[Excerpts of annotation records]
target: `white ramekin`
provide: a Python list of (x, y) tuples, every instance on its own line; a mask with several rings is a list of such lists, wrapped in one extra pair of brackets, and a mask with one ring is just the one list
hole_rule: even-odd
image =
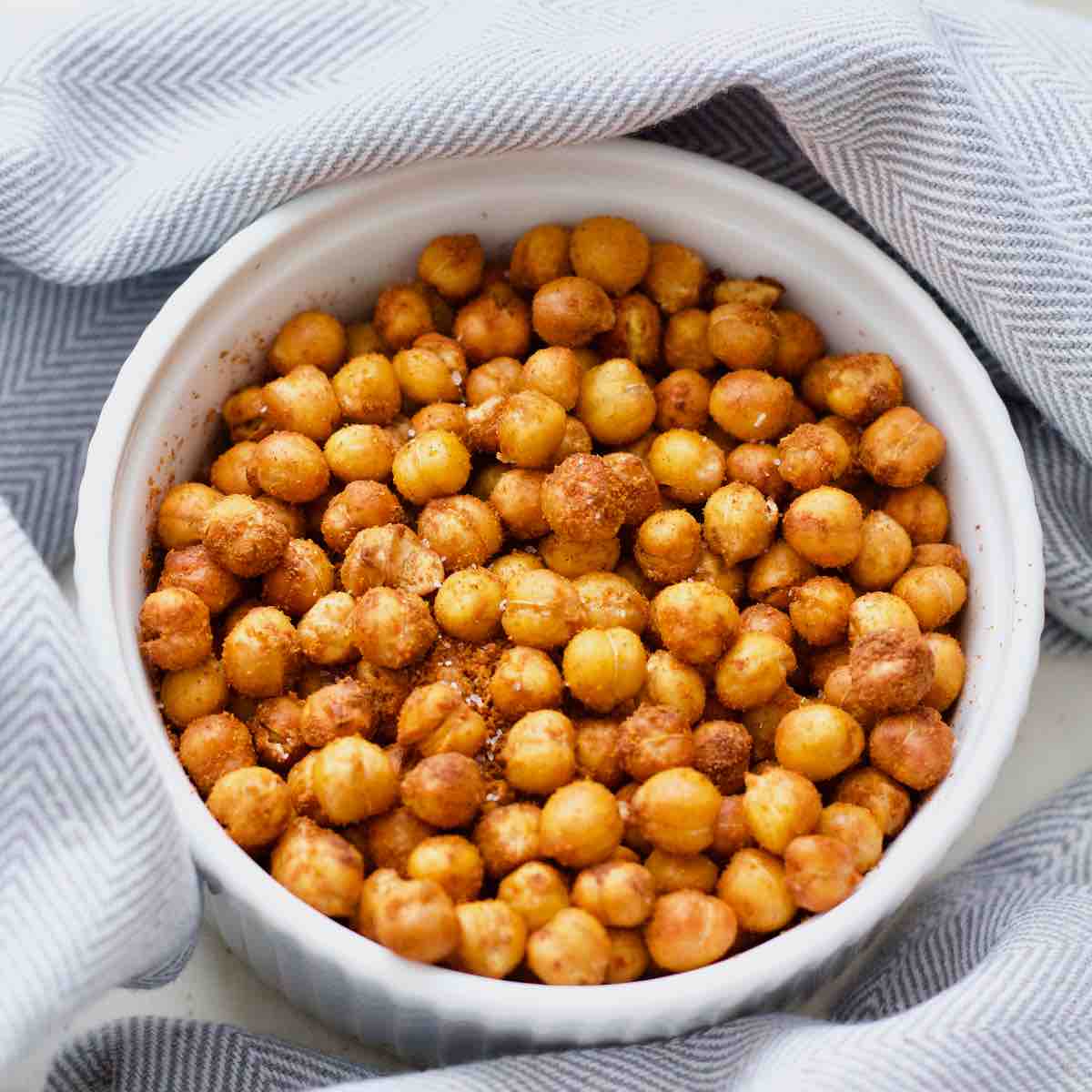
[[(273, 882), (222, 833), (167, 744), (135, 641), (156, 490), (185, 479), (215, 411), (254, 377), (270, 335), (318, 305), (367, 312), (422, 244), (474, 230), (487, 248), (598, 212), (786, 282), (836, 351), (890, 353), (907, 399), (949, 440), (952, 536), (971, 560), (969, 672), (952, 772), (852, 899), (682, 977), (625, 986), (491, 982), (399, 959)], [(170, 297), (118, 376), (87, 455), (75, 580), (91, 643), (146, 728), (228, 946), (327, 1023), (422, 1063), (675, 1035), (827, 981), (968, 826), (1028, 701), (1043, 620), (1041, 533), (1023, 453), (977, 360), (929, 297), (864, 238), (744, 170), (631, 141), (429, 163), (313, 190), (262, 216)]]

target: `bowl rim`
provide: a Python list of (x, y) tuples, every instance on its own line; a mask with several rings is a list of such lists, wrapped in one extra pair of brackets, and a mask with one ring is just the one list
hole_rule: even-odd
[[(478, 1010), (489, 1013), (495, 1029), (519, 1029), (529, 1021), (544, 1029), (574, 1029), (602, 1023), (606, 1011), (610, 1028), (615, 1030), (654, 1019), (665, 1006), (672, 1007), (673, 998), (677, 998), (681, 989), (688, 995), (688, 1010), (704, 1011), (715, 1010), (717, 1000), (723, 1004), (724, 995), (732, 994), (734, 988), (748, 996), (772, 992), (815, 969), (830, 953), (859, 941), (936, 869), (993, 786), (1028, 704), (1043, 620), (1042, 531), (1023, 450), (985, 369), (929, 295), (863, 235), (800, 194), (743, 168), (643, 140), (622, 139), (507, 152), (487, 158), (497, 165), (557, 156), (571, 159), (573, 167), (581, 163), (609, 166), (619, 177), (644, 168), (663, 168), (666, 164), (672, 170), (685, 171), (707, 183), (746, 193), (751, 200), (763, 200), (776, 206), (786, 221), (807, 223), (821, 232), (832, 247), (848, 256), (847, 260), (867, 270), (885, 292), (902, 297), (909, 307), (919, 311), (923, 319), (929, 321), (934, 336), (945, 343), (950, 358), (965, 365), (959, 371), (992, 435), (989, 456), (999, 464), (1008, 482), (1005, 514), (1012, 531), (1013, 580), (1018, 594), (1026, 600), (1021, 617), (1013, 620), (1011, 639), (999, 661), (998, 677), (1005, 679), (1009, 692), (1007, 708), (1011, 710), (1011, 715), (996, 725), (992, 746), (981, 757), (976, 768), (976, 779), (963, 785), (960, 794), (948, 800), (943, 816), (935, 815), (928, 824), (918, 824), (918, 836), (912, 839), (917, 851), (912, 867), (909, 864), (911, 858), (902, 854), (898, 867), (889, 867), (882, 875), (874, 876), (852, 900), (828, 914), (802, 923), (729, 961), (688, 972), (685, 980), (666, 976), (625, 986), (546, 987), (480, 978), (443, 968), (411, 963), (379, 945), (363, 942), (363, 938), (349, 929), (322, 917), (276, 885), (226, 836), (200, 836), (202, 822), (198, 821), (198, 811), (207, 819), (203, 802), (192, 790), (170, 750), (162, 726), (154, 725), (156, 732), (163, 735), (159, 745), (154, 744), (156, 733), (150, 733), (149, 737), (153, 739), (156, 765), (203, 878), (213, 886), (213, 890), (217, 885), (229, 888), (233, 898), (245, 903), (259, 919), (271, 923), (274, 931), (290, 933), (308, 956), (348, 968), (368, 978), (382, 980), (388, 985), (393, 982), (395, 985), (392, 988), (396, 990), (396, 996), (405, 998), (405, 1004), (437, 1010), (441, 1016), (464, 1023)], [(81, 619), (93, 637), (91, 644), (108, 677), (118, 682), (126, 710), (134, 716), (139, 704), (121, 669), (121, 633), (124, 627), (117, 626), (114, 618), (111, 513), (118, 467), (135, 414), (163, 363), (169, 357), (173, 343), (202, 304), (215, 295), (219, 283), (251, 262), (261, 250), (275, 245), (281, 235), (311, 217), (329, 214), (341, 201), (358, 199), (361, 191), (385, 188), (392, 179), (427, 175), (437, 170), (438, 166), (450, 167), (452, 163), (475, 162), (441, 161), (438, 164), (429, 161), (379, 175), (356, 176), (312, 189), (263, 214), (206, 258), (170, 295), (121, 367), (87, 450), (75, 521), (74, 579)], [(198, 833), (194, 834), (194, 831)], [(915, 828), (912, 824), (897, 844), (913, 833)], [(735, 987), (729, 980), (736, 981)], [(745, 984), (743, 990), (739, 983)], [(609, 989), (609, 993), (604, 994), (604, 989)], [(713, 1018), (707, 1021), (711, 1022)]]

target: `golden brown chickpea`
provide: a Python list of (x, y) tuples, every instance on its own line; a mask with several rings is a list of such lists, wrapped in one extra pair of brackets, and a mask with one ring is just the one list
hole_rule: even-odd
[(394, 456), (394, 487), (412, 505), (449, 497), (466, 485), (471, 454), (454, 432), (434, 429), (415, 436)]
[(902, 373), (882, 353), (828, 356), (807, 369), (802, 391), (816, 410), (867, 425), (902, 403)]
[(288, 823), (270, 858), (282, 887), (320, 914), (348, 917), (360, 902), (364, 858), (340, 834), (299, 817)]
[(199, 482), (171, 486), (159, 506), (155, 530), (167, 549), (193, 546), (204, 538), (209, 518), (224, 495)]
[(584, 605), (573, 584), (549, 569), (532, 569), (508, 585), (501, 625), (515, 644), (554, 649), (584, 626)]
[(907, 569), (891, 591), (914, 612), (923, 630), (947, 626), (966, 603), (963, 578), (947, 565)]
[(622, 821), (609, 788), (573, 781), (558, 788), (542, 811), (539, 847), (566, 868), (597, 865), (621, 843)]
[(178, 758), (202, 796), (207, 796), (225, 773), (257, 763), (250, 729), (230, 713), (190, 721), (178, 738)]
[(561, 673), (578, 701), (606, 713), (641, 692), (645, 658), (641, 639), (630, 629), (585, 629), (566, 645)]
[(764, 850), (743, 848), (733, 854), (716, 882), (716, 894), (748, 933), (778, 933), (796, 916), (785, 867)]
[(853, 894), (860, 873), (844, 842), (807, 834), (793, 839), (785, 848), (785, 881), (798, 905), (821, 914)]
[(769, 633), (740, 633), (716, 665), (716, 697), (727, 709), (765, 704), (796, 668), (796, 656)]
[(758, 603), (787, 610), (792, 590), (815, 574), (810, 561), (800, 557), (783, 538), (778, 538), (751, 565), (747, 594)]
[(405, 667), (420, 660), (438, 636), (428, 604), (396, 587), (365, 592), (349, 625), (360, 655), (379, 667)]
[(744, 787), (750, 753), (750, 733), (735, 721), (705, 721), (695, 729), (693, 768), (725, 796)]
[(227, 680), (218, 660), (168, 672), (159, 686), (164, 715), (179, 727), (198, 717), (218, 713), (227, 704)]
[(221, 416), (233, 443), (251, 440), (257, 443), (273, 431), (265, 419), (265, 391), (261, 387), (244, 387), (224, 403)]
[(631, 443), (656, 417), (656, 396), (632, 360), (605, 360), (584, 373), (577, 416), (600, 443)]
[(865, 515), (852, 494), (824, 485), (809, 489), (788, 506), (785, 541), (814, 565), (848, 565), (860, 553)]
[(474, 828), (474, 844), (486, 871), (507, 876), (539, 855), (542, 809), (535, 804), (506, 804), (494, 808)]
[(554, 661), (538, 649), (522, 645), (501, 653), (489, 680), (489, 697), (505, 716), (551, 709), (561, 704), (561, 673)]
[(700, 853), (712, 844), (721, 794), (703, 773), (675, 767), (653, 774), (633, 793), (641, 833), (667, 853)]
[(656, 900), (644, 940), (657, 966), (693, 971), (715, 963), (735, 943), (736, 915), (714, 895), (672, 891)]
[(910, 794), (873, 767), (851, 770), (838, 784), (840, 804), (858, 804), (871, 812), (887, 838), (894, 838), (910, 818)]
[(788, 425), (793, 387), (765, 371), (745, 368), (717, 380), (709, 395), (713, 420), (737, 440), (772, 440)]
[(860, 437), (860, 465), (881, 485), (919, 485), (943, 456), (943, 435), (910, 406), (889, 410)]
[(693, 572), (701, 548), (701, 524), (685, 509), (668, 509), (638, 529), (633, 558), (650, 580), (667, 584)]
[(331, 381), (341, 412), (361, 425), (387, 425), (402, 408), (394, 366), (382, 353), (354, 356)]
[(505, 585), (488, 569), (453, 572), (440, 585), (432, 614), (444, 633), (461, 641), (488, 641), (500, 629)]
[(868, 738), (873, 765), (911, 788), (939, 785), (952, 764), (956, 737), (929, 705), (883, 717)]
==
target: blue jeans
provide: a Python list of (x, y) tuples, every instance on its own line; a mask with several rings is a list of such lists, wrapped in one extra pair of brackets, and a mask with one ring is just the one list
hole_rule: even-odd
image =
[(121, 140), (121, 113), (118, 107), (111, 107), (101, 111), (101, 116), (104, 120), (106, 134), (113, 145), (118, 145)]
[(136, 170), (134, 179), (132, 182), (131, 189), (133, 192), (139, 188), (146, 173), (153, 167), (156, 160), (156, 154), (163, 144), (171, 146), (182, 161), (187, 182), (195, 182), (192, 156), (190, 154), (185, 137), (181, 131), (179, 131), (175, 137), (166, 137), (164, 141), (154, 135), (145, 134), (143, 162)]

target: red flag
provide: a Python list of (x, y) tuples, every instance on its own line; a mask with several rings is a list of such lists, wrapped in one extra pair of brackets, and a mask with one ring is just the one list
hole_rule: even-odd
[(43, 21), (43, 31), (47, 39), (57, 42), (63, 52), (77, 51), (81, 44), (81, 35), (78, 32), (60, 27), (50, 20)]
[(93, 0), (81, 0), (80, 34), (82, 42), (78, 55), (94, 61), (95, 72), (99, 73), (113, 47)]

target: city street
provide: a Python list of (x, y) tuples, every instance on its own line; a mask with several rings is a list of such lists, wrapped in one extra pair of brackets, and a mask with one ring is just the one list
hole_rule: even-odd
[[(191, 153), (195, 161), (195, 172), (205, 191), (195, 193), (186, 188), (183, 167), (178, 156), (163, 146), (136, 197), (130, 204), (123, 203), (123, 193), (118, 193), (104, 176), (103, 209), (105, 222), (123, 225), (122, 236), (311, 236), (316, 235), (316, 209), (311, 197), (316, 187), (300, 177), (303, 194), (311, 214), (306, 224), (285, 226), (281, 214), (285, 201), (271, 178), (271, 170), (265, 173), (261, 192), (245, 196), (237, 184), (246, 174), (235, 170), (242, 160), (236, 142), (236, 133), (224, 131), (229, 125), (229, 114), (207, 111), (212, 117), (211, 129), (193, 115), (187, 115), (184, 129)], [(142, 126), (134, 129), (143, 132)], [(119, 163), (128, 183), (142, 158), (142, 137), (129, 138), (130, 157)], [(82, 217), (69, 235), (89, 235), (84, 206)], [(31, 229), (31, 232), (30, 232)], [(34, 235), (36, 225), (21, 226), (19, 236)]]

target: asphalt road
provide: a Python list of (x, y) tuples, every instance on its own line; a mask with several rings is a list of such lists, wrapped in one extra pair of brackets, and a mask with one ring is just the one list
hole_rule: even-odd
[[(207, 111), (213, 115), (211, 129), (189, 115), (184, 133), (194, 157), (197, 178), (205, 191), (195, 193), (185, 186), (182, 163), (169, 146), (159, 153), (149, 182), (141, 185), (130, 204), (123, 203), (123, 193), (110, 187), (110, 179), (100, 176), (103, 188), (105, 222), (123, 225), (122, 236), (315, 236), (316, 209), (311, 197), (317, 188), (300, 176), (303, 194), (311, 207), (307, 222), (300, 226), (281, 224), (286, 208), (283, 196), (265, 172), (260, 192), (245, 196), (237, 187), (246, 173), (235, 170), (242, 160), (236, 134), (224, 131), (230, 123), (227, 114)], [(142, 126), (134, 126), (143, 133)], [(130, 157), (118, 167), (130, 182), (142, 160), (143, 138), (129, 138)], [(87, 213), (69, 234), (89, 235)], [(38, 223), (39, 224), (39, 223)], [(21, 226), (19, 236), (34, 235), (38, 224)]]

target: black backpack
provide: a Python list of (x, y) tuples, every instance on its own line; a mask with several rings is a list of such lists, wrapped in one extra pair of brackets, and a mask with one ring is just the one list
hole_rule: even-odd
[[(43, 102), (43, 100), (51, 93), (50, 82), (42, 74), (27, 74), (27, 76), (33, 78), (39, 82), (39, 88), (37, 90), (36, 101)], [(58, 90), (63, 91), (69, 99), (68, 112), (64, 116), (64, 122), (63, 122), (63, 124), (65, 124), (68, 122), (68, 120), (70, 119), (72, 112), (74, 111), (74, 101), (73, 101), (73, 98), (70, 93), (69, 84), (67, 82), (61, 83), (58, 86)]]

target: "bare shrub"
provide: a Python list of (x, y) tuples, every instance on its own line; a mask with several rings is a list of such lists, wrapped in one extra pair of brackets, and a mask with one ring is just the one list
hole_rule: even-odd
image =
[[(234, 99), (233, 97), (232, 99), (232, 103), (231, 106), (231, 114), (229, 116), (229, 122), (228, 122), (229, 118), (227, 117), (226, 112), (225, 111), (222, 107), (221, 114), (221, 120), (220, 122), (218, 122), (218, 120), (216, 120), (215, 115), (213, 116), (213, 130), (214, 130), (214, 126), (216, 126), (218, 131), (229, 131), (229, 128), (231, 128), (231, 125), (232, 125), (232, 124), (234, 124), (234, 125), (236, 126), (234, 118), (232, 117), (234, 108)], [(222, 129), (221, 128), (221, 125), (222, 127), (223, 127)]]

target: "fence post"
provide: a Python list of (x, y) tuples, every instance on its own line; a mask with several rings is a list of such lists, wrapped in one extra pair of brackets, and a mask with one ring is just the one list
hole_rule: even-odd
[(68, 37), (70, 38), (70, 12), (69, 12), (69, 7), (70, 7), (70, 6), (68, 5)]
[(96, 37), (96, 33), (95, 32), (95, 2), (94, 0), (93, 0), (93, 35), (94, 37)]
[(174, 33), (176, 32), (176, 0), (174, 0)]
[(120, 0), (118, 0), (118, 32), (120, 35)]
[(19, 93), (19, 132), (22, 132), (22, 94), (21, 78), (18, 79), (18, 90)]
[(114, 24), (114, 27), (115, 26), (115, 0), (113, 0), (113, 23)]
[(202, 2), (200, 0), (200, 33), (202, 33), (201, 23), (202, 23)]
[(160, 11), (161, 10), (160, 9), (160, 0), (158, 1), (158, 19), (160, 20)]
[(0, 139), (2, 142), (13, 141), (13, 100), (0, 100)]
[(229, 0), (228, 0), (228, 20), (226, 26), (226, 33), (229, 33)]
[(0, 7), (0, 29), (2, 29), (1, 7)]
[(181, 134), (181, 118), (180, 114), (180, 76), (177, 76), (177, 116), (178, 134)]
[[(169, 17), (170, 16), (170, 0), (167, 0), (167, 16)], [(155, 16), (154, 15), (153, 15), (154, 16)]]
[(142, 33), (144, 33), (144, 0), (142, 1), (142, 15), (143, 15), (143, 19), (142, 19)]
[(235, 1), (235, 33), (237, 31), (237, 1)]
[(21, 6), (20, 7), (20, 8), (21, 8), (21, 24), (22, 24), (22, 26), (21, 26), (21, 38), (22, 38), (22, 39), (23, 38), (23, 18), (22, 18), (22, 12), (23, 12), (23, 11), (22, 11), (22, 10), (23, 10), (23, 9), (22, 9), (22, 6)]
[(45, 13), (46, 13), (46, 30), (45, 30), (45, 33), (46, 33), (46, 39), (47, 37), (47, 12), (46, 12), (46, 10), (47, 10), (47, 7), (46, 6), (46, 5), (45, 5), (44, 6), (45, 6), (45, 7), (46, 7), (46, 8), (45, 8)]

### Given request
Please render the stretch from the line containing "target: asphalt road" through the line containing "83), (58, 86)]]", both ends included, as a Markdown table with the columns Row and Record line. Number each line in order and leave out blank lines.

### In response
| Row | Record line |
|---|---|
| 1 | target: asphalt road |
| 2 | provide: a Python list of (x, y) tuples, every instance on its own line; a mask with several rings is a list of such lists, wrapped in one extra pair of brackets, and a mask with one ring is just the one list |
| 3 | hole_rule: even-odd |
| 4 | [[(207, 111), (213, 115), (211, 129), (189, 115), (184, 133), (194, 157), (197, 178), (205, 191), (195, 193), (185, 186), (182, 163), (169, 146), (159, 153), (149, 182), (141, 185), (130, 204), (123, 203), (123, 193), (110, 187), (110, 179), (100, 176), (103, 188), (105, 222), (123, 225), (122, 236), (315, 236), (316, 209), (311, 197), (317, 188), (300, 176), (303, 194), (311, 207), (307, 222), (300, 226), (281, 224), (286, 208), (283, 196), (265, 172), (260, 192), (245, 196), (237, 187), (246, 173), (235, 170), (242, 160), (236, 134), (224, 131), (230, 123), (227, 114)], [(142, 126), (134, 126), (143, 133)], [(130, 157), (118, 167), (130, 182), (142, 160), (143, 138), (129, 138)], [(87, 213), (69, 234), (89, 235)], [(38, 223), (39, 224), (39, 223)], [(21, 226), (19, 236), (34, 235), (38, 224)]] |
| 5 | target: black backpack |
| 6 | provide: a Python list of (x, y) tuples, every instance on its own line; a mask with several rings is a list of such lists, wrapped in one extra pair of brackets, and a mask with one ring is just the one list |
| 7 | hole_rule: even-odd |
| 8 | [[(43, 102), (43, 100), (51, 93), (50, 82), (42, 74), (27, 74), (27, 76), (33, 78), (39, 82), (39, 88), (37, 90), (36, 101)], [(58, 90), (63, 91), (69, 99), (68, 112), (64, 116), (64, 122), (63, 122), (63, 124), (65, 124), (68, 122), (68, 120), (70, 119), (72, 112), (74, 111), (74, 101), (73, 101), (73, 98), (70, 93), (69, 84), (67, 82), (61, 83), (58, 86)]] |